**Task objective**
Show every line below that contains the string "wall". Case counts.

** start **

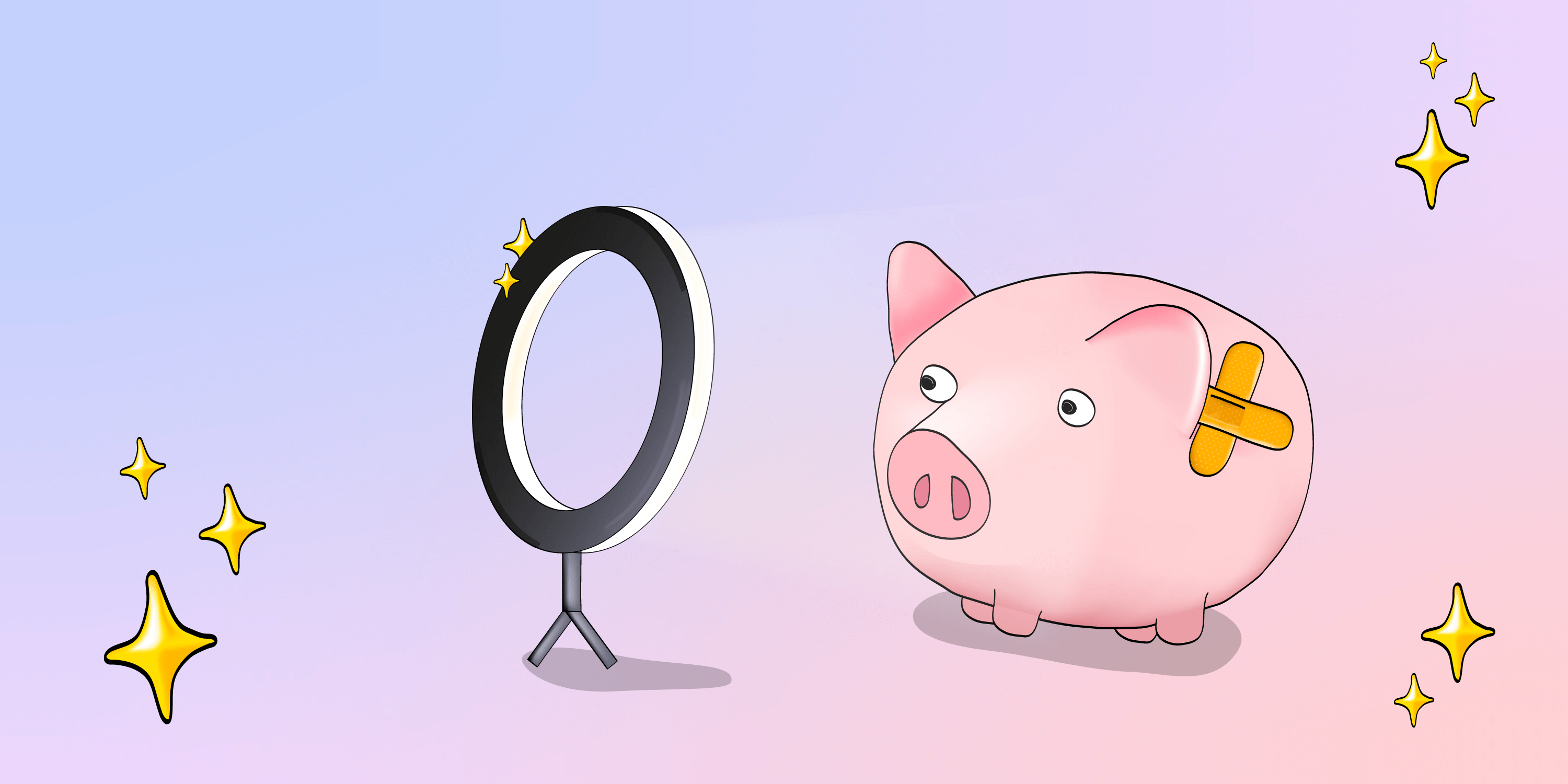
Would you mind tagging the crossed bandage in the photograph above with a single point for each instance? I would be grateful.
(1228, 414)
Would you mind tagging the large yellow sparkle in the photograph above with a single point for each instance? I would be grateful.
(1413, 700)
(523, 242)
(505, 281)
(143, 468)
(1459, 632)
(1474, 99)
(160, 648)
(233, 529)
(1434, 60)
(1432, 159)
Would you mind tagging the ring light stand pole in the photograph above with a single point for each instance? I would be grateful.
(573, 614)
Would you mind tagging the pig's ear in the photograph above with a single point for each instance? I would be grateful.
(1164, 350)
(921, 291)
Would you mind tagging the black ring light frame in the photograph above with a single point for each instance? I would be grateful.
(686, 327)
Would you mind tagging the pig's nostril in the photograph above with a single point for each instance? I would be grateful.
(923, 491)
(960, 499)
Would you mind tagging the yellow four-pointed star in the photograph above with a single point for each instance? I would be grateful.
(1459, 632)
(143, 468)
(523, 242)
(233, 529)
(1413, 700)
(1432, 159)
(160, 648)
(505, 281)
(1474, 99)
(1434, 60)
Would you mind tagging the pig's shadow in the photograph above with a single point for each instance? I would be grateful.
(943, 617)
(581, 670)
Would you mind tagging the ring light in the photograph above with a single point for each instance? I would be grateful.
(686, 325)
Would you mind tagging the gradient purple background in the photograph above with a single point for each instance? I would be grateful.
(262, 239)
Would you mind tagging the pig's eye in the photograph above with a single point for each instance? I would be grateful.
(1075, 408)
(938, 385)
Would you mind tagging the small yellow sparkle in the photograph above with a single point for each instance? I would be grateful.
(143, 468)
(1459, 632)
(1474, 99)
(505, 281)
(523, 242)
(233, 529)
(1413, 700)
(160, 648)
(1434, 60)
(1432, 159)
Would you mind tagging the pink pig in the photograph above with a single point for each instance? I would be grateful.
(1032, 449)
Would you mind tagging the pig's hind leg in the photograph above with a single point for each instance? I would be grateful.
(1181, 628)
(977, 610)
(1144, 634)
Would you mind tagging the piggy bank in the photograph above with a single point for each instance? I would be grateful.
(1086, 449)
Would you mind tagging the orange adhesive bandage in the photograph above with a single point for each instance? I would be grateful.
(1230, 414)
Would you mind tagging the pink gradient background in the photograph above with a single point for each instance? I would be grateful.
(264, 239)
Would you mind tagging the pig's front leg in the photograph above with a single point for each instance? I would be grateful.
(1017, 623)
(1144, 634)
(1181, 628)
(977, 610)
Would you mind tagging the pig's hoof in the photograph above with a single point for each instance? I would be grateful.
(1144, 634)
(1015, 623)
(977, 610)
(1181, 628)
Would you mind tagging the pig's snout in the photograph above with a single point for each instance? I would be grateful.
(935, 487)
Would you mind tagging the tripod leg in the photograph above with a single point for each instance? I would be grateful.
(603, 651)
(562, 621)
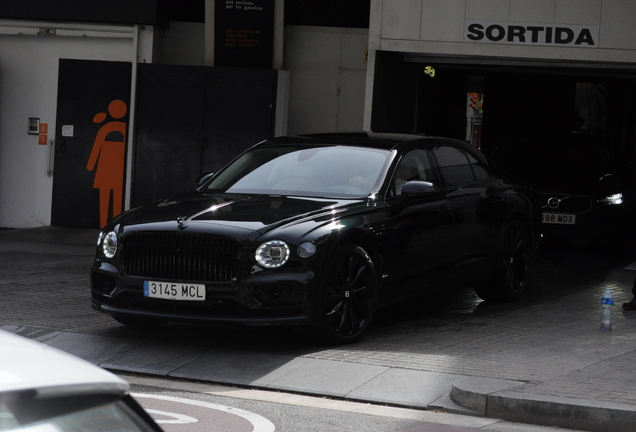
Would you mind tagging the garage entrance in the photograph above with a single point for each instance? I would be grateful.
(433, 96)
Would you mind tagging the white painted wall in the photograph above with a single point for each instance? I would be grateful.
(28, 88)
(327, 78)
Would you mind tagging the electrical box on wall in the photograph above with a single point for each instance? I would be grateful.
(34, 126)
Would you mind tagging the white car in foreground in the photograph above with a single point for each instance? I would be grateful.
(46, 390)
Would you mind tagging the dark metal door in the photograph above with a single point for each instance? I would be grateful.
(170, 107)
(90, 142)
(193, 120)
(240, 112)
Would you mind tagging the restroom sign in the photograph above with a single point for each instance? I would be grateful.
(43, 133)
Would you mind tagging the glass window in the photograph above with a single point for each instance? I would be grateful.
(324, 171)
(480, 171)
(454, 166)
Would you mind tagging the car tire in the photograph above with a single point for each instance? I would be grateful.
(349, 295)
(138, 321)
(511, 271)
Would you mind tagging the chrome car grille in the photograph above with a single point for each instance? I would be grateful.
(180, 257)
(560, 203)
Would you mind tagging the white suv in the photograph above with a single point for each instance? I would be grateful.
(46, 390)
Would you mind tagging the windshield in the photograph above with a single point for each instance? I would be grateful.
(329, 171)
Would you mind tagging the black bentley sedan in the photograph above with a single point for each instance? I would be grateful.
(319, 230)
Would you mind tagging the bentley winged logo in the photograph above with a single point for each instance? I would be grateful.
(181, 222)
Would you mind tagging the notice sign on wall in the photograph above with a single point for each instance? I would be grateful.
(244, 33)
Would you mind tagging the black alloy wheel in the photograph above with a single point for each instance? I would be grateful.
(349, 295)
(512, 266)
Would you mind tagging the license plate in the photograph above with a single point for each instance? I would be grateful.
(174, 291)
(558, 218)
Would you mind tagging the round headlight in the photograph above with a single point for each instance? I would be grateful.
(306, 250)
(272, 254)
(109, 244)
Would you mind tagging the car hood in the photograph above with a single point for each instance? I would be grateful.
(259, 213)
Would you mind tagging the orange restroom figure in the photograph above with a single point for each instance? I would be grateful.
(108, 155)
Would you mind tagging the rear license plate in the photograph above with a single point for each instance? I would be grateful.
(558, 218)
(174, 291)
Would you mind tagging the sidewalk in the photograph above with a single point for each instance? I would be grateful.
(539, 361)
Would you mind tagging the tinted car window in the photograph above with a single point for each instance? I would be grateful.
(454, 166)
(415, 165)
(480, 171)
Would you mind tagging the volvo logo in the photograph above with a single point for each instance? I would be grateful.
(553, 203)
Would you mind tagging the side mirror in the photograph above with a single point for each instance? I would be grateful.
(202, 179)
(418, 188)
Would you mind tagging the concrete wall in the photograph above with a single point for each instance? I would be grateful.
(28, 88)
(327, 78)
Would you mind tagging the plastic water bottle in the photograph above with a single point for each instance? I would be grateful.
(607, 301)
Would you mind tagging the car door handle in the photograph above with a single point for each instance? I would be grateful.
(444, 211)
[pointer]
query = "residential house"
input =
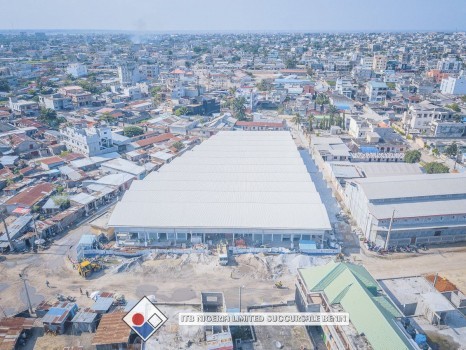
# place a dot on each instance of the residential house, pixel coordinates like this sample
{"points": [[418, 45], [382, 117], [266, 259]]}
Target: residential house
{"points": [[113, 333], [90, 141], [376, 91], [28, 198]]}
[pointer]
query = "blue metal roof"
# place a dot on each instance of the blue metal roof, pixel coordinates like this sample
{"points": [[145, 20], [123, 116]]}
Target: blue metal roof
{"points": [[307, 245], [102, 304], [367, 149], [87, 240]]}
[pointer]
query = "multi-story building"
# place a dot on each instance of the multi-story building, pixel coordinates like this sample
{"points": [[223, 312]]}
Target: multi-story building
{"points": [[343, 287], [57, 102], [379, 63], [413, 209], [344, 86], [88, 141], [454, 86], [128, 73], [449, 64], [77, 70], [376, 91], [420, 116], [447, 129], [79, 97], [25, 108], [149, 71]]}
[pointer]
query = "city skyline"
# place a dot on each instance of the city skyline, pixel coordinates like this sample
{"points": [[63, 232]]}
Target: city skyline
{"points": [[243, 16]]}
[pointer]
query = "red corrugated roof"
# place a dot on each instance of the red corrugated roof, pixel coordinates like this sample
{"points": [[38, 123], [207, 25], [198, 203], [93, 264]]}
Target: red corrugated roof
{"points": [[155, 139], [112, 330], [32, 195], [264, 124]]}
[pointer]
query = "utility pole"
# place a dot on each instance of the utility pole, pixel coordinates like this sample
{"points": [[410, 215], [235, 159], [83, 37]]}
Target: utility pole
{"points": [[10, 242], [27, 293], [3, 311], [240, 298], [389, 230], [240, 288]]}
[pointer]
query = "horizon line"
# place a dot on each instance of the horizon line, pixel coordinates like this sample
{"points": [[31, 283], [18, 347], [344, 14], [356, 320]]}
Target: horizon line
{"points": [[234, 31]]}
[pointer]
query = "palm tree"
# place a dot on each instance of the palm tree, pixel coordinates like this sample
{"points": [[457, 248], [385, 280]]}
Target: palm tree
{"points": [[310, 120], [322, 99], [239, 108], [332, 112], [296, 119]]}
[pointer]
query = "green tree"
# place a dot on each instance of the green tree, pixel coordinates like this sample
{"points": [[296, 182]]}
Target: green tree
{"points": [[436, 168], [412, 156], [132, 130], [451, 150]]}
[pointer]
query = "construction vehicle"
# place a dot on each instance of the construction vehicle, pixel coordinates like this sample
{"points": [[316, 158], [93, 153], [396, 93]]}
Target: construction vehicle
{"points": [[86, 268], [222, 250]]}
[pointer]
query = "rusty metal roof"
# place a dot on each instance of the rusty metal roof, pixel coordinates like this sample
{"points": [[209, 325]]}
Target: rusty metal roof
{"points": [[11, 329], [112, 330]]}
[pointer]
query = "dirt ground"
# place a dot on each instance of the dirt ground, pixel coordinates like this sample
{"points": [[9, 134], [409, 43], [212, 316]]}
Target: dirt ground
{"points": [[448, 262], [169, 278]]}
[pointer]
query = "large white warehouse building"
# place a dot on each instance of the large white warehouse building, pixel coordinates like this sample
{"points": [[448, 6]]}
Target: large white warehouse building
{"points": [[237, 184]]}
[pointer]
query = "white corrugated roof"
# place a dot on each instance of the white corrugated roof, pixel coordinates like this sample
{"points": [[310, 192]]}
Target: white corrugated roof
{"points": [[234, 180]]}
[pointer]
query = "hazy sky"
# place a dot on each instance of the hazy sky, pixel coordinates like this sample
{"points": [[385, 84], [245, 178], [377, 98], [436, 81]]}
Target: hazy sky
{"points": [[234, 15]]}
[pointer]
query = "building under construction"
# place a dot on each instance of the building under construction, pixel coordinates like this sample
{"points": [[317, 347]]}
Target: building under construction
{"points": [[237, 184]]}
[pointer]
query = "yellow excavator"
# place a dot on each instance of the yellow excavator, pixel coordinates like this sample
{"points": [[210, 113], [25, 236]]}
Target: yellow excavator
{"points": [[86, 268]]}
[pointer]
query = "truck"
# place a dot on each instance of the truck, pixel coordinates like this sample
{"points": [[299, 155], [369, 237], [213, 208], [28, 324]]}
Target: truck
{"points": [[222, 250]]}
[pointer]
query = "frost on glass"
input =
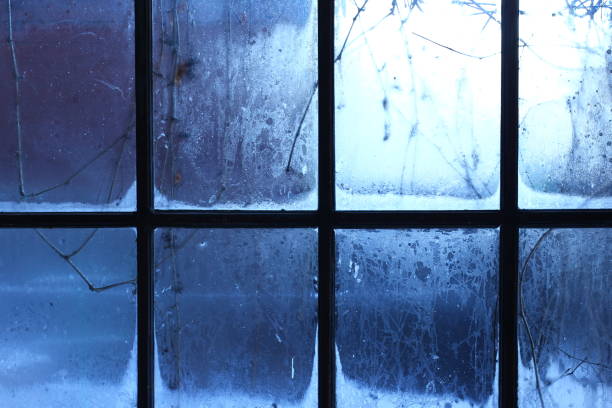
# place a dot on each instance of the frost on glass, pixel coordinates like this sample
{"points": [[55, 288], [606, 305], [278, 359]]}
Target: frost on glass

** end **

**Full solution**
Would you mind tagging the white painted wall in the photograph above with a single point for each instance? I would be grateful.
Would you mind tagging the electrical box on wall in the photograph above with a single point for each instance? I would be grateful.
Would you mind tagging the notice sign on wall in the photograph above with a single point for each instance? I would be grateful.
Would you mind tagging the concrete wall in the photograph above with a single point for each instance? I would be grateful.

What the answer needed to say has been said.